[Referring expression pointing data]
[Start of section]
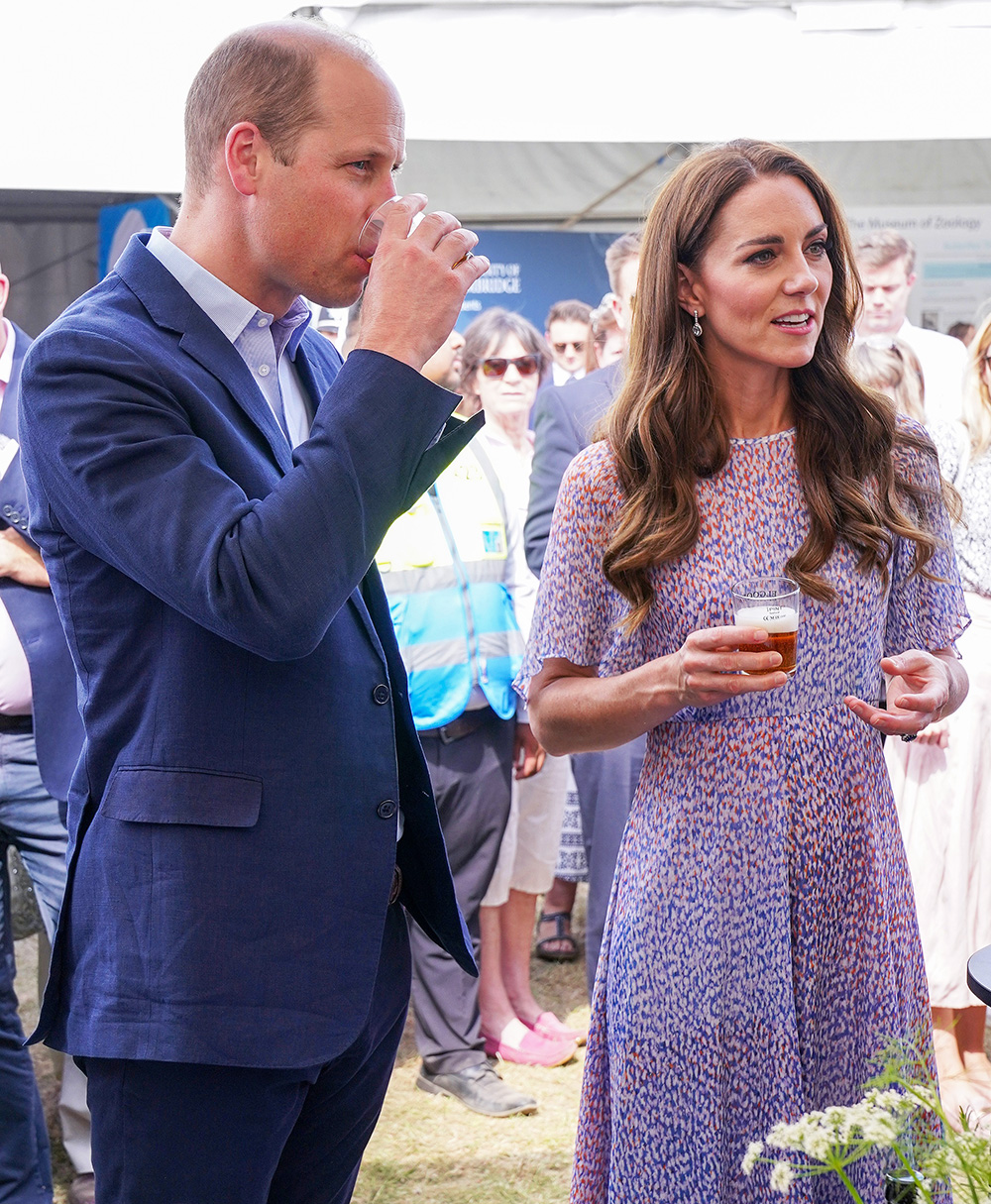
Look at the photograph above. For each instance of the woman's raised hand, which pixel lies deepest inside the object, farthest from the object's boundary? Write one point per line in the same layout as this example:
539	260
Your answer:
922	689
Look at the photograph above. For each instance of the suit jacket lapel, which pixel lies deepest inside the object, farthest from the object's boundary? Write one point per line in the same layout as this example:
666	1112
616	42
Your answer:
219	357
9	409
171	307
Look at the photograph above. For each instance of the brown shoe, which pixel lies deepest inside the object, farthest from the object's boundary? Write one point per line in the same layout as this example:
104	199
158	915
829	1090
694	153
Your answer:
82	1190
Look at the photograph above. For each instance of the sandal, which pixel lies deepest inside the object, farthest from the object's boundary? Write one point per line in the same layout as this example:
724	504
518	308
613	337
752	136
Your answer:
563	936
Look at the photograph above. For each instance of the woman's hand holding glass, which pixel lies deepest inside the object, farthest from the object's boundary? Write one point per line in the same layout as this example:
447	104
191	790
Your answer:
710	666
572	710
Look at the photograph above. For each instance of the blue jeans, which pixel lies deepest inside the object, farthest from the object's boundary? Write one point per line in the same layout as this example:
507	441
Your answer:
29	821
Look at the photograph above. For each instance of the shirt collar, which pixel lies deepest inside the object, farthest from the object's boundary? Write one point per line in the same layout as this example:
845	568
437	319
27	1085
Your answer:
228	309
6	359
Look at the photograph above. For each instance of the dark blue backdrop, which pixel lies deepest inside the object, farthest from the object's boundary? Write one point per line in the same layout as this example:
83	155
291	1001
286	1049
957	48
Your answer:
532	269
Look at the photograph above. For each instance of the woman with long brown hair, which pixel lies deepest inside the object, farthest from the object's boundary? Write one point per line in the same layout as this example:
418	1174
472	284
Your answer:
762	940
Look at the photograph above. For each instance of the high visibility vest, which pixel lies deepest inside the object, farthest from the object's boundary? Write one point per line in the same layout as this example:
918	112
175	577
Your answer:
443	565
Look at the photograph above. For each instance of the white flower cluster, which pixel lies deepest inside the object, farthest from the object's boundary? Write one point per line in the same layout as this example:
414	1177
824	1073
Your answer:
835	1137
877	1120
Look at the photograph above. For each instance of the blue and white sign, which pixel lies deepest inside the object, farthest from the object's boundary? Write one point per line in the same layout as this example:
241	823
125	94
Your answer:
119	222
532	269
[End of section]
* **EXERCISE GOAL**: Please set down each entry word for word, without its images.

* **RESULT**:
Look at the photograph above. For each instance of the woman's raised hand, which pixel lies deepest inside the object, farthest from the object's boundary? Write one point per line in the same layout as this example:
539	260
Your answer:
922	689
Look at the photograph above. For each instance of the suit jacket lapel, which pixel lies deepest inside the object, farthest from the object's boundary? Write one point per line in the same layout as this example:
666	1112
616	42
Your answer:
219	357
9	409
171	307
Look at the photograph above. For each instance of the brown shoe, which pixel lies deepest inside the object, farthest from the object's boundary? Write one point per line in the same layout as this example:
104	199
158	915
829	1090
694	153
Your answer:
82	1190
Look at the photograph above. For each instance of the sandal, which pixel lies deepest inside the object, farthest from the object's boundary? Write one point per line in the same layout as this example:
724	504
518	308
613	337
752	136
Your answer:
563	936
Look at the photograph above. For each instance of the woman's hand holding glass, which pixel lies deepest inside the object, farthest from the object's boundary? Write one point per line in the same layout as this example:
447	104
191	790
Your answer:
710	666
572	710
Look at the photograph above. For each instance of the blue jeans, which pixel lies deepest inside the object, farthest from the object's boundary? Write one point per line in the same layout as this example:
507	441
Your answer:
29	821
Look at the photograph above. For each instance of the shirt collar, which pixel lies deepest inside the object, farthest from the object's boundary? Write one point per line in the same layout as this example:
845	568
437	319
27	1085
Your answer:
228	309
6	359
Look at the photograph above. For each instance of the dark blue backdrop, which pixel lies deepest inside the object, farthest from the object's boundary? Write one point per line in the same layout as this example:
83	155
291	1001
286	1049
957	48
Your answer:
532	269
Look at the photograph above. For each instance of the woman with long brown hair, which pixel lies deepest inside the object, farthest from the object's boundary? Write one point per line in the same layout as this example:
418	1174
472	284
Your answer:
762	940
Look at the photograph above. For each instance of the high visibility vest, which pixel lies deepest inside the object, farthest from the object's boundary? Write one point per line in the same layout as this example:
918	112
175	577
Your answer:
443	565
Look at the photograph above. For each instance of the white flower cluster, which pixel lies deepest inside the object, farthest from the object's boundary? Write one point per line in the same layout as this example:
414	1177
824	1073
Your answer:
835	1137
877	1120
Look at the photograph above. For each instance of the blue and white sign, which pixel lies deepest inside the object, farthest from the object's boundary? Write one point per line in the same layout as this example:
241	823
125	94
Your answer:
119	222
532	269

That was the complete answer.